Task:
Retype every line of the data below with no changes at all.

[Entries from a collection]
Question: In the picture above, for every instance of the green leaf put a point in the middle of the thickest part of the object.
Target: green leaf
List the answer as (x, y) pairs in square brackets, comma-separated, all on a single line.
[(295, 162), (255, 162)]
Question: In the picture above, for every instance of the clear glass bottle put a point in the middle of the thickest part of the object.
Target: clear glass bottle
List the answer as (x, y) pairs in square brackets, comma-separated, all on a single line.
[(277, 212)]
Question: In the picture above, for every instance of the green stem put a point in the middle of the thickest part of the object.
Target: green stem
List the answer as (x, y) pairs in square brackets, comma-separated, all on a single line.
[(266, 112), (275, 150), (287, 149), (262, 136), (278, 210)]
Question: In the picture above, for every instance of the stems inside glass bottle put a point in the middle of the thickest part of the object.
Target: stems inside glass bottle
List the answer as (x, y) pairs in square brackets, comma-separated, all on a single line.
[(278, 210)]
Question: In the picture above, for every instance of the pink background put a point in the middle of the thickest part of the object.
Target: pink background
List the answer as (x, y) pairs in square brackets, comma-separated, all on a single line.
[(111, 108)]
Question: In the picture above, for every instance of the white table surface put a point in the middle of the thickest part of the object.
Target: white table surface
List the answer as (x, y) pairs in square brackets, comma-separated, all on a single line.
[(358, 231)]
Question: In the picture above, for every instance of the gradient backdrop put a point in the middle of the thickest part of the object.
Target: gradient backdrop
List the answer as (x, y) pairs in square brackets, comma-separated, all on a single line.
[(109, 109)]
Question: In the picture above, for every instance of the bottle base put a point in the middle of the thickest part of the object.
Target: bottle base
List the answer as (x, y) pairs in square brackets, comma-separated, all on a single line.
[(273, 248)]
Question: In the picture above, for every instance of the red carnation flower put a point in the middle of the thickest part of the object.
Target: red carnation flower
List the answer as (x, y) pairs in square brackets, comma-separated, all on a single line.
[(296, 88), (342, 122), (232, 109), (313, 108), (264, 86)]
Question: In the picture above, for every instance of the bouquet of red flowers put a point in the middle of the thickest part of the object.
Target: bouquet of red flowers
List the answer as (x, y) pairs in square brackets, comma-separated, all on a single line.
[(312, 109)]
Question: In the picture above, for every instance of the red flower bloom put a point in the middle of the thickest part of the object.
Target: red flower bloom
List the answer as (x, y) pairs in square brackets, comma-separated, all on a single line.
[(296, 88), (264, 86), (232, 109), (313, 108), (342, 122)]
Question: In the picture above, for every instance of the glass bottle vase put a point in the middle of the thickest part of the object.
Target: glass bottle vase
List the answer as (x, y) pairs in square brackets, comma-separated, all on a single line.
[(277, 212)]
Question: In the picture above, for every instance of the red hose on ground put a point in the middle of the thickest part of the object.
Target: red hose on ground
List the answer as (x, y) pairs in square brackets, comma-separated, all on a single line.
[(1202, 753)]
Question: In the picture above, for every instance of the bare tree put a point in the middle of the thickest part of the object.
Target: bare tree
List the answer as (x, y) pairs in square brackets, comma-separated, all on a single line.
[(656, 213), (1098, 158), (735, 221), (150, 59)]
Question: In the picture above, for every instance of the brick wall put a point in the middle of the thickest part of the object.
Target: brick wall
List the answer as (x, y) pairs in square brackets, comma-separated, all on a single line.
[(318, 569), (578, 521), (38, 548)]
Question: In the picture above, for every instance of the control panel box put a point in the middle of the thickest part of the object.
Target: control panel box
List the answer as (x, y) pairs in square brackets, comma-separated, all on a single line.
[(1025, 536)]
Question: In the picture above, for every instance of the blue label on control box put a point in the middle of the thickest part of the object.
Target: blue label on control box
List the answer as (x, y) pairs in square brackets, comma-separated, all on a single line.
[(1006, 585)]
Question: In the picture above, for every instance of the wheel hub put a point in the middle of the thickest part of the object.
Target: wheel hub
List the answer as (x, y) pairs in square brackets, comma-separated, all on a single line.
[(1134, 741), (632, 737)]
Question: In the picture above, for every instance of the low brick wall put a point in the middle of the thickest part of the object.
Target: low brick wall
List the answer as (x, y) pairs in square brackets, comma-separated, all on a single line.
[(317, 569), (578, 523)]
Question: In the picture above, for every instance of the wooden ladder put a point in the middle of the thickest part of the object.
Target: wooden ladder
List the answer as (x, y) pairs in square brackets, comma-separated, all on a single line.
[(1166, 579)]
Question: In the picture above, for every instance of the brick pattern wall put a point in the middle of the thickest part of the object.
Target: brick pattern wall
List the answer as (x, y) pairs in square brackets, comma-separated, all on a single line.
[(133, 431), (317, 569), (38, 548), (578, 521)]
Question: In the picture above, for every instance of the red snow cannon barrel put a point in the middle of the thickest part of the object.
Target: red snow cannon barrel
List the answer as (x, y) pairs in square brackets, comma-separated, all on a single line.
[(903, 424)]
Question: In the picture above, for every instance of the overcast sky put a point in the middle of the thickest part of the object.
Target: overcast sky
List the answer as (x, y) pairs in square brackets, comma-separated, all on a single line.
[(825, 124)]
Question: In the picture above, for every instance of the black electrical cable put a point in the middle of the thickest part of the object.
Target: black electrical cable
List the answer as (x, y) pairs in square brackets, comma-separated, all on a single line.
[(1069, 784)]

Task result:
Question: In the picture above, for every instance of the green leaf put a point in the middle of the thickest part of the object.
Target: green leaf
List the answer as (x, y) pairs in square brackets, comma-separated, all on a single line.
[(295, 162), (255, 162)]
Question: In the picture above, for every instance of the clear glass bottle put a point in the middle of the thickest part of the object.
Target: clear glass bottle
List the answer as (x, y) pairs in square brackets, comma-separated, all on a single line.
[(277, 212)]
Question: In the picture above, for every instance of the green stem put a point in the middle of the thickest part of the object.
Target: green stem
List the answer as (x, y) pairs in square brackets, comma-separated, all on a single line.
[(266, 112), (275, 150), (287, 149), (262, 136), (278, 210)]
Question: In the picture above, for every instance of the stems inside glass bottle put a point in the middle of the thickest part of the object.
Target: stems inside glass bottle
List the answer as (x, y) pairs in square brackets, comma-separated, all on a single line.
[(278, 210)]
Question: In the picture above, for every instance of the pink background put a point in the middle of the thickest part of the object.
Target: pink background
List the answer as (x, y) pairs in square brackets, comma-separated, all on a single line.
[(111, 108)]
Question: In the picture above, for every instance of the white table surface put a point in the middle of the thickest part of the object.
Target: white table surface
List the answer as (x, y) pairs in square brackets, comma-separated, all on a single line.
[(358, 231)]
Question: In the picture above, for every instance of the gradient backdrop put a point in the middle of the thickest part of the object.
Target: gradient backdrop
List the answer as (x, y) pairs in square brackets, comma-separated, all on a single line.
[(109, 109)]
Question: In the picture above, for every instance of the bottle base put a point in the middle of the thickest part of the object.
Target: bottle base
List the answer as (x, y) pairs in square brackets, comma-separated, all on a single line.
[(273, 248)]
Question: In the picture above, for every instance of the red carnation flower put a point in the middle of the thickest part of the object.
Target: red carnation flower
List the answer as (x, y) pairs in square brackets, comma-separated, all on a single line.
[(296, 88), (342, 122), (232, 109), (313, 108), (264, 86)]
Question: In the picture above, for every instance of the bouquet of red flowers put a point in the middle of the thickest part of the object.
Target: bouquet of red flowers
List the answer as (x, y) pairs in square brackets, comma-separated, all on a single line.
[(312, 109)]
Question: In the picture above, for every instance of the red flower bloom put a point in the middle of the thickest part of the object.
Target: red flower bloom
List the answer as (x, y) pairs in square brackets, comma-separated, all on a single line.
[(296, 88), (264, 86), (232, 109), (313, 108), (342, 122)]
Question: In the picture above, for every instance of the glass bottle vase put a point in the middle of the thickest part of the object.
Target: glass bottle vase
List the answer as (x, y) pairs in square brackets, comma-separated, all on a single line.
[(277, 212)]
Question: In the picture above, for every instance of the red hose on ground put a point in the middle of the thickest part of the object.
Target: red hose on ground
List the answer as (x, y) pairs in square brackets, comma-separated, all on a single line.
[(1202, 753)]
Question: In the picture above, for every instance of the bare tree put a point in the middle of the thickest part of the object.
Target: bare tree
List the answer as (x, y) pairs in square brackets, comma-separated, all on a single line.
[(656, 213), (1098, 158), (735, 221), (150, 59)]
Question: In the picture above, for every instance of the brick wall put a point in the middle of the thickest part of the object.
Target: brick wall
List the answer as (x, y) pairs in square brackets, comma-separated, all on a single line.
[(318, 569), (578, 521), (38, 548)]
Question: In the picture above, for every instance of the control panel box put a point in the middle of the thickest part of the object.
Target: control panel box
List the answer as (x, y) pairs in square brackets, comma-separated, all on a single line.
[(1025, 536)]
Question: In the picture above, for every instance of the blue label on control box put a point in the middle of the thickest part of the object.
Target: blue label on control box
List the answer as (x, y) pairs in square brackets, comma-separated, all on a single line.
[(1006, 585)]
Question: In the picture above, for every instance of the wheel hub put a point in the middle of the thickest part of the object.
Target: wheel hub
List the answer as (x, y) pairs in square brackets, comma-separated, all on a single line.
[(1134, 741), (632, 737)]
Question: In the picture above, for every instance of the low brick wall put a point in the middle of the thickest part of the object.
Target: low brick wall
List the answer as (x, y) pairs in square brackets, comma-separated, all on a single line.
[(317, 569), (578, 523)]
Question: In the picture above, for every instance of the wooden ladder put a point in the middle of the thickest part of the object.
Target: wooden ladder
List the answer as (x, y) pairs in square brackets, comma-separated, all on a single line.
[(1166, 579)]
Question: In the picture above, for every instance of the brick pattern wall put a point in the middle of the thickest part of the object.
Target: brick pattern wall
List the answer as (x, y) pairs in square brackets, comma-separated, all on a single line.
[(133, 431), (317, 569), (38, 548), (578, 521)]
Question: In the picture above, for every instance of the red snow cannon barrel put a point in the middle of the thickest part of the object.
Target: red snow cannon barrel
List the answer as (x, y) pairs in square brackets, comma-separated, all on a single line.
[(903, 424)]
Question: In the picture above, for every instance of the overcast sky put a point in the middle of the thickest part of the object.
Target: overcast sky
List the answer as (x, y) pairs in square brackets, comma-separated, all on a single line.
[(825, 124)]
Question: In the picture above, for every instance of the black electrical cable put a point in the middle of the thickest part of the object.
Target: black electrical cable
List the answer as (x, y) pairs in square brackets, comma-separated, all on a single line.
[(1069, 784)]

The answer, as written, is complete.